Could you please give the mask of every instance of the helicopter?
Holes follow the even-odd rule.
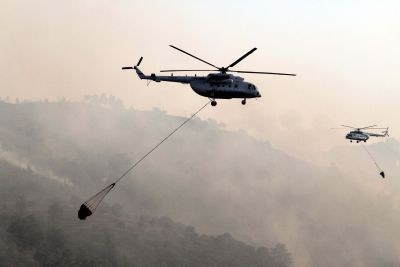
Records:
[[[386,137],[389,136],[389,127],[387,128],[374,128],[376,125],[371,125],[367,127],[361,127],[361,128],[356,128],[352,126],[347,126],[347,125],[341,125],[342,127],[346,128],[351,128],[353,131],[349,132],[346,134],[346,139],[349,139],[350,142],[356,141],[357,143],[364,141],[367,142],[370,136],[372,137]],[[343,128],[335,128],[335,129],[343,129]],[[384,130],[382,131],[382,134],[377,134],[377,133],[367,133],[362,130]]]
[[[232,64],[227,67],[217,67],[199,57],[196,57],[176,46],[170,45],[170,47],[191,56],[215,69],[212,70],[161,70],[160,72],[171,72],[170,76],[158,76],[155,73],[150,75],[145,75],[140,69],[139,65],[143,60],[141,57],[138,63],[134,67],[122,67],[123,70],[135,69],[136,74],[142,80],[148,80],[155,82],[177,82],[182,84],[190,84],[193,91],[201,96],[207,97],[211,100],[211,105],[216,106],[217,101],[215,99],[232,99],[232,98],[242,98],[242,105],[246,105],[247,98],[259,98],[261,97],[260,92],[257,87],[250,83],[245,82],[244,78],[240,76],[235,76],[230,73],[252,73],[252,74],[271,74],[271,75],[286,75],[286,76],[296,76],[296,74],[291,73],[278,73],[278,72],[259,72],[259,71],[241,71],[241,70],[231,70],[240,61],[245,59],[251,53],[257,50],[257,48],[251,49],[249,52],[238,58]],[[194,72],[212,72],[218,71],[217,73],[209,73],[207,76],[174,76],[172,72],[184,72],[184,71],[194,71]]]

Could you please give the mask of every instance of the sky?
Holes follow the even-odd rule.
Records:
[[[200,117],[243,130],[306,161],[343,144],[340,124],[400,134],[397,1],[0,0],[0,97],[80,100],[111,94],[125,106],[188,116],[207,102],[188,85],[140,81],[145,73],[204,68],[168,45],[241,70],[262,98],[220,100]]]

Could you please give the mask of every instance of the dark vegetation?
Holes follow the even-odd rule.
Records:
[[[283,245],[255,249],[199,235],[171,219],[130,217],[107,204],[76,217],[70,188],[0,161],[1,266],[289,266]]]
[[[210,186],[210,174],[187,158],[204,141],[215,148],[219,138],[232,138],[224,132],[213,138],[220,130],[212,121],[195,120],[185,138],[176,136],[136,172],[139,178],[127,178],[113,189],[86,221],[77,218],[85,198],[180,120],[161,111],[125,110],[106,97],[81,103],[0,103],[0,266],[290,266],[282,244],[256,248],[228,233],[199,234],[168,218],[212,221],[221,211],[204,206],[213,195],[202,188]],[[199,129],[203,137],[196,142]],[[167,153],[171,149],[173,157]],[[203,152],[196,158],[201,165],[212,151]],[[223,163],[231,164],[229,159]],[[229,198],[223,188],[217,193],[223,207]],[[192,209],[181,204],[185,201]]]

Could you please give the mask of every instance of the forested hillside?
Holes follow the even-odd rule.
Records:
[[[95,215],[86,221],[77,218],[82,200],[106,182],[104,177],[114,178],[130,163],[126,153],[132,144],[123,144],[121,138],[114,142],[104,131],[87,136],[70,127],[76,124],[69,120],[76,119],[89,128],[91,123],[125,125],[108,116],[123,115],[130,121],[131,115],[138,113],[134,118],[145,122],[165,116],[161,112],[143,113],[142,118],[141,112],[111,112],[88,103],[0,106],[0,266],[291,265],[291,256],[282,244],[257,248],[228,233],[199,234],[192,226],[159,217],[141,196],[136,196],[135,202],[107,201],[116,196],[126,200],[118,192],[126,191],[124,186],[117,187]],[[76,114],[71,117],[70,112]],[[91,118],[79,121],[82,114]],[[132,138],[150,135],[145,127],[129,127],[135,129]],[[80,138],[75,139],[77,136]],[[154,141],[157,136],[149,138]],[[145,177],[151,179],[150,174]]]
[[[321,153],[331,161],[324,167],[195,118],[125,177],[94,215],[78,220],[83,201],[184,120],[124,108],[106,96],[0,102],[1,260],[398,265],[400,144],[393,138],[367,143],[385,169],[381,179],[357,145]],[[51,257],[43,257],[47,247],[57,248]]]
==
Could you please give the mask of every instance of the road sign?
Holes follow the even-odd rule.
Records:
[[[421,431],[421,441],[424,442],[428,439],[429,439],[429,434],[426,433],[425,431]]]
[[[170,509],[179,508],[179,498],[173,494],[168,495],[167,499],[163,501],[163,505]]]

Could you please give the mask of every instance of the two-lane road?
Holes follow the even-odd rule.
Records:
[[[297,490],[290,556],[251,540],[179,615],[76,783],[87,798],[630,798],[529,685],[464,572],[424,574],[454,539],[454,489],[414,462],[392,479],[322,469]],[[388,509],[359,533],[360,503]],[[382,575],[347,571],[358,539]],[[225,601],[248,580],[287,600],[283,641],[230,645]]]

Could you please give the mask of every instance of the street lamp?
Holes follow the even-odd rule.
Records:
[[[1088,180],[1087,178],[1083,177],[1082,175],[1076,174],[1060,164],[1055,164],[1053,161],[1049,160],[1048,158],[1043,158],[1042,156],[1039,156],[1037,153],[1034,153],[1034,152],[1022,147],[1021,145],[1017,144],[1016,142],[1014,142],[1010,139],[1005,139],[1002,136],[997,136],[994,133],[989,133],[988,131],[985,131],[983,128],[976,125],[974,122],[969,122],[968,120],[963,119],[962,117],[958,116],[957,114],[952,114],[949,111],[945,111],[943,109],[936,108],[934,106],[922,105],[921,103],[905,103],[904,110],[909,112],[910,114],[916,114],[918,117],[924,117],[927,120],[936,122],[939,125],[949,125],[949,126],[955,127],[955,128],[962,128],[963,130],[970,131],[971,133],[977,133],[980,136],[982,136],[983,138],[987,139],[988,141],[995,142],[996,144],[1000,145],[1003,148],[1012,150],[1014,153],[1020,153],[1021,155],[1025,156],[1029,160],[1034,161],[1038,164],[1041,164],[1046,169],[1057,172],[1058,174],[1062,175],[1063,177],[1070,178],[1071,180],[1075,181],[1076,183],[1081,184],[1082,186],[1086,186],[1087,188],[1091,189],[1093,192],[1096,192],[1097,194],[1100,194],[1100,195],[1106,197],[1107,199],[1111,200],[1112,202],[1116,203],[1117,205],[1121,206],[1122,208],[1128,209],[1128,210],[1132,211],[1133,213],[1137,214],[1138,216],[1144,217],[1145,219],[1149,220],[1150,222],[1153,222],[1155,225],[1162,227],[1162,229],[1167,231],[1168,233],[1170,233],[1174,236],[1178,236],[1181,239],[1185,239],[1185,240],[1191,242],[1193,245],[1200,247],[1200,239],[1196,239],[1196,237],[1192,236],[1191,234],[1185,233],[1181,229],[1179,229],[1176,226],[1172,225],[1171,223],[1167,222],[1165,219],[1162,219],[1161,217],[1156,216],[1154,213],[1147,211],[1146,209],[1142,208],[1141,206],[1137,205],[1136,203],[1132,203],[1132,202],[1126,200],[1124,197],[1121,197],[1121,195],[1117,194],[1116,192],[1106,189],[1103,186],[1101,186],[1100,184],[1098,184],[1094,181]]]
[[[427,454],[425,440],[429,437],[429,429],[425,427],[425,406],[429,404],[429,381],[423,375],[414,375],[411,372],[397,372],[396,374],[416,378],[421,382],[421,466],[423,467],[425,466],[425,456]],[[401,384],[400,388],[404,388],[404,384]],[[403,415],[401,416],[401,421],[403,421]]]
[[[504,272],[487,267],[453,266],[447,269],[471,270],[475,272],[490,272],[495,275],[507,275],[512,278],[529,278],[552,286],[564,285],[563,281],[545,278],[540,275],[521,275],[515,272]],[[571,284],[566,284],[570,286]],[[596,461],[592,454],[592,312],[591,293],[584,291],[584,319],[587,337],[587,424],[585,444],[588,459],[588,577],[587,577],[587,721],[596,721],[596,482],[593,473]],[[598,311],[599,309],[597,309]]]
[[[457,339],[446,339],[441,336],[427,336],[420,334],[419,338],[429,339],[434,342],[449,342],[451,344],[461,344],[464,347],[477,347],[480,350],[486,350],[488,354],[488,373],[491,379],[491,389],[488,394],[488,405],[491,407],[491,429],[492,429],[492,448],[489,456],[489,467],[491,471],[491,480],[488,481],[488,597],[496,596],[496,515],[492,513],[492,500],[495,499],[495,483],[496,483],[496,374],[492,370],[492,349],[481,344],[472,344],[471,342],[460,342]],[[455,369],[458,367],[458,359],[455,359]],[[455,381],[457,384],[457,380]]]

> **ABOUT THIS EXERCISE**
Reply with the number only, stating how many lines in the listing hold the string "please".

> **RESPONSE BOX**
7